◆ **Given request**
Copy out word for word the part of the listing below that opens with the line containing "In this exercise you will locate the offshore" and closes with the line containing "<point>168,297</point>". Keep both of those lines and leave out everything else.

◆ **Entries provided**

[START]

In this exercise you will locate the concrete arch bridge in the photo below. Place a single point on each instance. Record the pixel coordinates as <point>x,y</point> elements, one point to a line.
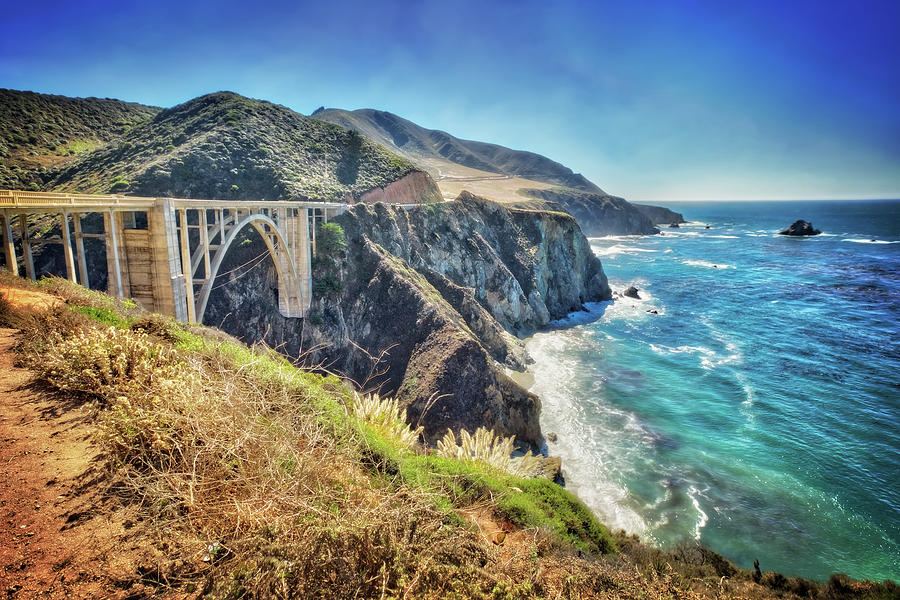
<point>166,252</point>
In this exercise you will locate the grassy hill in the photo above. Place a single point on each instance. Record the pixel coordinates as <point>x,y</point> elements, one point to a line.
<point>442,154</point>
<point>525,179</point>
<point>40,133</point>
<point>223,145</point>
<point>223,471</point>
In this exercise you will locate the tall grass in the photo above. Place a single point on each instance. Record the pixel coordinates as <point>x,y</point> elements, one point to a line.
<point>291,486</point>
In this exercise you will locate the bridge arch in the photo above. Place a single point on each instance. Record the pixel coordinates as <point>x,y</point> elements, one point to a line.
<point>285,267</point>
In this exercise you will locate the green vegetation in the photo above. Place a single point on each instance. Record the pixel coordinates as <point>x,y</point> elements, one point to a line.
<point>40,133</point>
<point>326,275</point>
<point>224,145</point>
<point>292,486</point>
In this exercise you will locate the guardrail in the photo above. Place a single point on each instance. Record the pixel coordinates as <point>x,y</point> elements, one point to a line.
<point>27,200</point>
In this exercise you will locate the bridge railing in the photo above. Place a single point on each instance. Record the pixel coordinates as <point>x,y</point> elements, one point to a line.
<point>22,199</point>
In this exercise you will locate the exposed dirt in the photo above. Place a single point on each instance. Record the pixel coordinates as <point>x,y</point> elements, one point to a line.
<point>59,534</point>
<point>22,298</point>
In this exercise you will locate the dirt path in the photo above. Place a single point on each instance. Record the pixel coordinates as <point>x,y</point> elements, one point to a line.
<point>57,539</point>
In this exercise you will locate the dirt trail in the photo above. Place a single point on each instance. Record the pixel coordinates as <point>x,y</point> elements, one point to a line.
<point>57,540</point>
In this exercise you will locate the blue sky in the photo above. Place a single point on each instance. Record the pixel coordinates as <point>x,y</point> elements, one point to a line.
<point>650,100</point>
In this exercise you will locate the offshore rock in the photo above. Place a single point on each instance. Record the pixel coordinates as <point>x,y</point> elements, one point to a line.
<point>659,214</point>
<point>631,292</point>
<point>800,227</point>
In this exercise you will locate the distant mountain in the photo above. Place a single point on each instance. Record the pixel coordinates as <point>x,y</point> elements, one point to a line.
<point>224,145</point>
<point>40,133</point>
<point>434,149</point>
<point>522,179</point>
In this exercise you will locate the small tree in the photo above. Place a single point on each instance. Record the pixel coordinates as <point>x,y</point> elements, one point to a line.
<point>330,240</point>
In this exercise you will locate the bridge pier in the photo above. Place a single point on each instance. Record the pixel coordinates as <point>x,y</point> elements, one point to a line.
<point>67,247</point>
<point>9,248</point>
<point>159,263</point>
<point>79,245</point>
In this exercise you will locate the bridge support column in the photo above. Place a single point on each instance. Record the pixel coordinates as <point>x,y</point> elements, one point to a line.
<point>79,245</point>
<point>9,249</point>
<point>26,248</point>
<point>67,248</point>
<point>185,245</point>
<point>303,258</point>
<point>115,284</point>
<point>168,297</point>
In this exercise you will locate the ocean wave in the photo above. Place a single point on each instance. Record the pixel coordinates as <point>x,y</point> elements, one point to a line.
<point>618,238</point>
<point>594,311</point>
<point>703,263</point>
<point>617,249</point>
<point>702,517</point>
<point>871,241</point>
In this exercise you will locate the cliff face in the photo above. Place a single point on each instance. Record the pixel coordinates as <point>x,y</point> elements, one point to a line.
<point>525,267</point>
<point>598,214</point>
<point>660,215</point>
<point>415,188</point>
<point>426,304</point>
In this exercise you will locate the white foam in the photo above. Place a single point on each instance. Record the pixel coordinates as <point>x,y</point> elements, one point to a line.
<point>703,263</point>
<point>702,517</point>
<point>580,317</point>
<point>870,241</point>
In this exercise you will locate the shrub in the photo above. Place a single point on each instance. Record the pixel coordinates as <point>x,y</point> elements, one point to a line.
<point>120,185</point>
<point>330,240</point>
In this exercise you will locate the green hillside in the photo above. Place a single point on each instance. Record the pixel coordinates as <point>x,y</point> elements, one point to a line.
<point>40,133</point>
<point>417,143</point>
<point>223,145</point>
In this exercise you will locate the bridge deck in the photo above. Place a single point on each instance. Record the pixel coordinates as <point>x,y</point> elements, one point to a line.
<point>16,199</point>
<point>181,245</point>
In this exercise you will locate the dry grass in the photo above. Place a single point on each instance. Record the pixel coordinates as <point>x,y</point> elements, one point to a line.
<point>247,474</point>
<point>385,416</point>
<point>491,449</point>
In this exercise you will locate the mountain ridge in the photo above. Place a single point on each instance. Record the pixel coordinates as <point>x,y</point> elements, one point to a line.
<point>416,142</point>
<point>224,145</point>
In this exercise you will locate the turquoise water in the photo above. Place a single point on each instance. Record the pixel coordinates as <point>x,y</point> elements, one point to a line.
<point>759,411</point>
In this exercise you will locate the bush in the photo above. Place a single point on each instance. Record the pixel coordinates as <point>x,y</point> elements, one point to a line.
<point>330,240</point>
<point>120,185</point>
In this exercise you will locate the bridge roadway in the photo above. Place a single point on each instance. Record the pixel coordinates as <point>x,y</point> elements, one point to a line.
<point>165,253</point>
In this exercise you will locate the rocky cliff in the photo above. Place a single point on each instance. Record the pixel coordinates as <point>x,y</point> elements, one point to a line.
<point>415,188</point>
<point>424,305</point>
<point>660,215</point>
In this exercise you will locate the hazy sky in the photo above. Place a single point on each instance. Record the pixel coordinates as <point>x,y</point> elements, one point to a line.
<point>650,100</point>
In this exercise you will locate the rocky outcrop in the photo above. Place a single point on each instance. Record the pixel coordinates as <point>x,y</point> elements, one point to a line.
<point>425,309</point>
<point>631,292</point>
<point>525,267</point>
<point>660,215</point>
<point>800,228</point>
<point>416,188</point>
<point>598,214</point>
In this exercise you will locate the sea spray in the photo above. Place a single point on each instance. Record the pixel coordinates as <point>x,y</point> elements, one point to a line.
<point>757,410</point>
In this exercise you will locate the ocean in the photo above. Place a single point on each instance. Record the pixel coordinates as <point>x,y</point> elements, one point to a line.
<point>758,412</point>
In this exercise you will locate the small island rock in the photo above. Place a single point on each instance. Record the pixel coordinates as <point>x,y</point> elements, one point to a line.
<point>800,227</point>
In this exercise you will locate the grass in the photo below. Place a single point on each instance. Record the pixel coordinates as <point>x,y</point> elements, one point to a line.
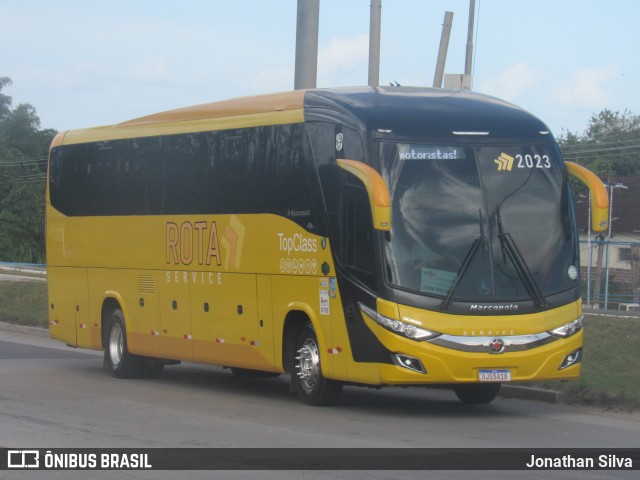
<point>609,370</point>
<point>24,303</point>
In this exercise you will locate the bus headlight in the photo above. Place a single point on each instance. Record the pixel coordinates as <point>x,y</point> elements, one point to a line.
<point>568,329</point>
<point>396,326</point>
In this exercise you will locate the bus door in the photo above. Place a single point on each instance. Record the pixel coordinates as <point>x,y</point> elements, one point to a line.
<point>147,326</point>
<point>242,325</point>
<point>207,319</point>
<point>69,309</point>
<point>176,336</point>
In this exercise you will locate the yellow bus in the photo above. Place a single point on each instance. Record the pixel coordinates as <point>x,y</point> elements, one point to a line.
<point>366,236</point>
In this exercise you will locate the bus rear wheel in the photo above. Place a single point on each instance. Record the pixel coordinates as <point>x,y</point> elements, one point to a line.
<point>477,393</point>
<point>117,357</point>
<point>312,387</point>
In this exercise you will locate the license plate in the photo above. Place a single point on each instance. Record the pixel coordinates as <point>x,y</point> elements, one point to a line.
<point>495,375</point>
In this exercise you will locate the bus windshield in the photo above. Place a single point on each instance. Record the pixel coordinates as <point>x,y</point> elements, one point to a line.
<point>478,223</point>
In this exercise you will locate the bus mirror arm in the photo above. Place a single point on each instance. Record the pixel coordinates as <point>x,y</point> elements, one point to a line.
<point>379,197</point>
<point>599,197</point>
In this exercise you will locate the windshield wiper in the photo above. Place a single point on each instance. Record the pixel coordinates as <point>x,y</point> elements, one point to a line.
<point>510,250</point>
<point>466,263</point>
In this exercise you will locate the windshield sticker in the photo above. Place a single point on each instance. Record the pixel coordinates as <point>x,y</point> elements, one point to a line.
<point>429,152</point>
<point>437,282</point>
<point>506,162</point>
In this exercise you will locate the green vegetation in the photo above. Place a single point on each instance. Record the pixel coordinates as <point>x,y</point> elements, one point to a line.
<point>24,303</point>
<point>23,166</point>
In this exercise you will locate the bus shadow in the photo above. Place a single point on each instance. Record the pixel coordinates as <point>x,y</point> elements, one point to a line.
<point>390,401</point>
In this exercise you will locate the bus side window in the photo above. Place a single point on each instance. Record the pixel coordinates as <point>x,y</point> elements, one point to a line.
<point>357,230</point>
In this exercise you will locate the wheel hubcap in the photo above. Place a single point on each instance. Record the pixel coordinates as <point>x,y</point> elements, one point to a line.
<point>116,345</point>
<point>308,364</point>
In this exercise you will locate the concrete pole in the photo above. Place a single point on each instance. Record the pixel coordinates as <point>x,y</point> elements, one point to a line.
<point>374,42</point>
<point>469,56</point>
<point>306,70</point>
<point>444,47</point>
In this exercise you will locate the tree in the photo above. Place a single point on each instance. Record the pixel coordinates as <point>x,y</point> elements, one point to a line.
<point>23,152</point>
<point>610,146</point>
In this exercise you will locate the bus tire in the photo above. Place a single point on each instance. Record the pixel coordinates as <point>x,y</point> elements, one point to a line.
<point>477,393</point>
<point>312,387</point>
<point>117,357</point>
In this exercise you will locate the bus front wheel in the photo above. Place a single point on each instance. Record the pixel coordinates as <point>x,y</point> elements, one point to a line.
<point>312,387</point>
<point>477,393</point>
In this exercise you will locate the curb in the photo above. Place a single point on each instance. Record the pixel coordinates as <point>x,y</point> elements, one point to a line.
<point>35,331</point>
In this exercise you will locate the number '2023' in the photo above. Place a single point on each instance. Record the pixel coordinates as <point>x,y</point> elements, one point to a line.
<point>533,161</point>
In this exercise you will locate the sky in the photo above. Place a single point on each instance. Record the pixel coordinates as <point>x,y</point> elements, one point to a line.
<point>89,63</point>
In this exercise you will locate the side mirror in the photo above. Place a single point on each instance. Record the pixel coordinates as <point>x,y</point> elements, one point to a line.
<point>599,197</point>
<point>379,197</point>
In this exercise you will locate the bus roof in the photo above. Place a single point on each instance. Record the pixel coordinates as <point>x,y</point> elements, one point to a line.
<point>413,111</point>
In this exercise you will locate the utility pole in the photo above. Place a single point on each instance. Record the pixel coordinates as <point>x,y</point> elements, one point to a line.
<point>306,69</point>
<point>444,47</point>
<point>374,42</point>
<point>469,56</point>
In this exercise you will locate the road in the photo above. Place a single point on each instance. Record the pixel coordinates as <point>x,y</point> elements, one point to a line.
<point>55,396</point>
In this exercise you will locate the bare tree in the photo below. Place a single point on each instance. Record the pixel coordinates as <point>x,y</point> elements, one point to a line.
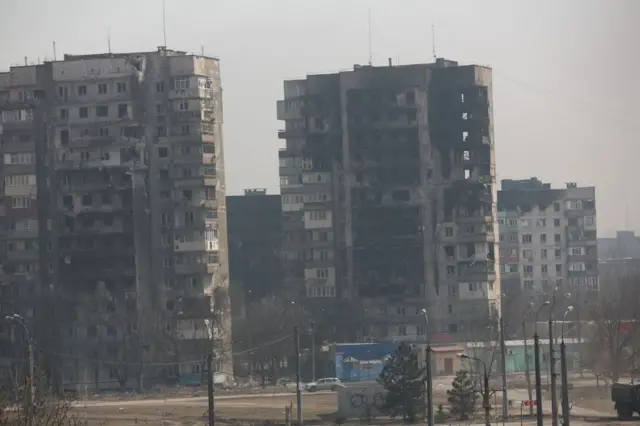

[END]

◆ **Task output**
In this exercise you will locate the offshore rock in the photo above. Place a single point on each instance. Record the pixel coordinates as <point>x,y</point> elements, one point to a line.
<point>659,214</point>
<point>631,292</point>
<point>800,227</point>
In this exercise you will locate the distant mountain in the photo above. Place a single point on each instance. Record the pixel coordinates as <point>x,y</point> elements, one point to a line.
<point>224,145</point>
<point>40,133</point>
<point>434,149</point>
<point>522,179</point>
In this exercise you will locate the small tree in the photo above. Place a single point on each instance. Record the pixel coordinates as <point>x,y</point> elements, one point to a line.
<point>330,240</point>
In this exercise you will locate the bridge pier in the photo above. Place a single point on each instance. Record the pixel coordinates as <point>x,y</point> elements, one point to a line.
<point>67,247</point>
<point>9,248</point>
<point>159,263</point>
<point>79,245</point>
In this exercise you will locate the bridge support column in the photo above. Place a single point on each instance. Record the pixel coordinates as <point>x,y</point> elements, one point to a line.
<point>79,245</point>
<point>9,249</point>
<point>26,248</point>
<point>67,248</point>
<point>185,245</point>
<point>303,258</point>
<point>115,284</point>
<point>168,297</point>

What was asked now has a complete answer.